• _Text block_
==*==
One of my lovely-midwife-friends is engaged! Well, to be absolutely accurate, two of the LMFs are engaged and I give a third one about six months before she too sprouts a sparkly rock on her ring finger. But back to the point – the LMF of this story had her engagement party last night. She and her fiance (both as cute as buttons can be) celebrated their engagement with their friends and family in a hall bedecked with twinkling fairy lights, with ivy winding about candles, with photos of the two of them looking button-cute and with tables groaning beneath plates of all sorts of food (there was middle-eastern lamb that I would have sold a relative for, not small obviously, but any of the extended family). A week ago this LMF was at small’s birthday party. We were chatting about her upcoming celebration and how all the guests were bringing food. I half-jokingly offered to make the cake, thinking ‘oh it would be lovely to be able to do it for her’ but also thinking ‘surely she would have that all wrapped up by now’. Not, as it seemed. Huzzah! Gift baking! Not just fun and indulgent but completely sanctioned by the beloved at any time.
Having spent much of the past two weeks poring over epicure: chocolate, I had ideas. Too many ideas. The LMFs engagement story is utterly romantic. It all began in the dead of the night, there was mystery, there were aeroplanes, there was even a sea-plane, there was swimming, there were fish, and of course the popping-of-the-question, all by the love of her life. A heart shaped cake seemed the right choice. But one heart seemed small and lonely. Almost as importantly, it only enabled the use of one recipe.
Two Hearts
Part One:
“Coco the burlesque wonder cake” (I could not pass up an opportunity to make a cake with such an impressive name – thank you to Ben Johnson of thelovebite.com, very very much)
175 grams of unsalted butter at room temperature
1/3 of a cup of cocoa
2/3 of a cup of caster sugar
1 1/2 cups of self-raising flour
1 teaspoon of baking powder
1/2 a cup of golden syrup
3/4 of a cup of sour cream
2 eggs
For the cake –
Preheat your oven to 200 degrees celsius (180 fan forced)
Butter and line a tine (~22cm diameter)
Put all the ingredients in a food processor. Whizz until well combined. Pour into your prepared tin.
Bake for ten minutes, then reduce the heat by 20 degrees and bake for another half an hour. It’s done when you poke the top gently and it springs back.
Cool in the tin for about ten minutes then turn onto a rack and cool completely.
==*==
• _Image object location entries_
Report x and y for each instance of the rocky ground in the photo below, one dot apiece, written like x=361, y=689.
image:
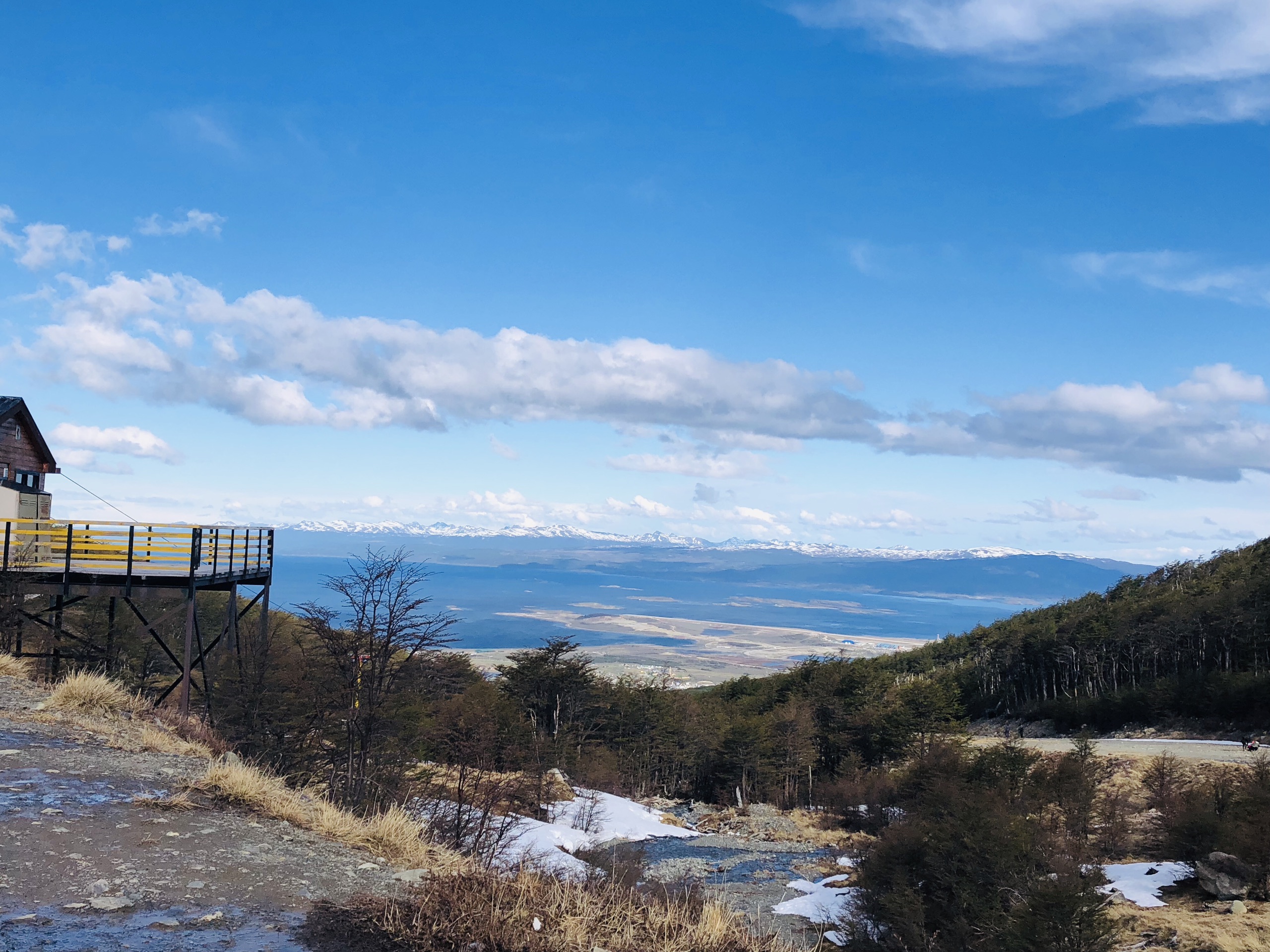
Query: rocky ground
x=89, y=858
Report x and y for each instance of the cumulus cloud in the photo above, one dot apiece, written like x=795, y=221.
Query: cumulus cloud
x=276, y=359
x=705, y=494
x=194, y=220
x=171, y=338
x=79, y=446
x=1196, y=429
x=512, y=508
x=1055, y=511
x=1184, y=60
x=41, y=245
x=502, y=448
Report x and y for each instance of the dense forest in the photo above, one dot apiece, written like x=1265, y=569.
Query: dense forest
x=355, y=697
x=991, y=849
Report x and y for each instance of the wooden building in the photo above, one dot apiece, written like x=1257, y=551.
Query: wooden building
x=24, y=461
x=144, y=569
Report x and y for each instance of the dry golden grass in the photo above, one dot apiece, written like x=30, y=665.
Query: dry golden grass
x=498, y=912
x=160, y=740
x=13, y=667
x=393, y=835
x=1191, y=927
x=88, y=692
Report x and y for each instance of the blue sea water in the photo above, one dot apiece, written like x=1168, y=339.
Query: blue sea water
x=907, y=601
==*==
• _Instructions_
a - Answer the following about the engagement cake text:
(i) What quantity of unsalted butter does the recipe call for?
(ii) What shape of cake seemed the right choice?
(iii) How long should the cake cool in the tin before it is turned onto a rack?
b - Write out, word for word, the part of the engagement cake text that opens with the words containing "Bake for ten" and closes with "it springs back.".

• _Answers for the tasks_
a -
(i) 175 grams, at room temperature.
(ii) A heart shape.
(iii) About ten minutes.

b -
Bake for ten minutes, then reduce the heat by 20 degrees and bake for another half an hour. It’s done when you poke the top gently and it springs back.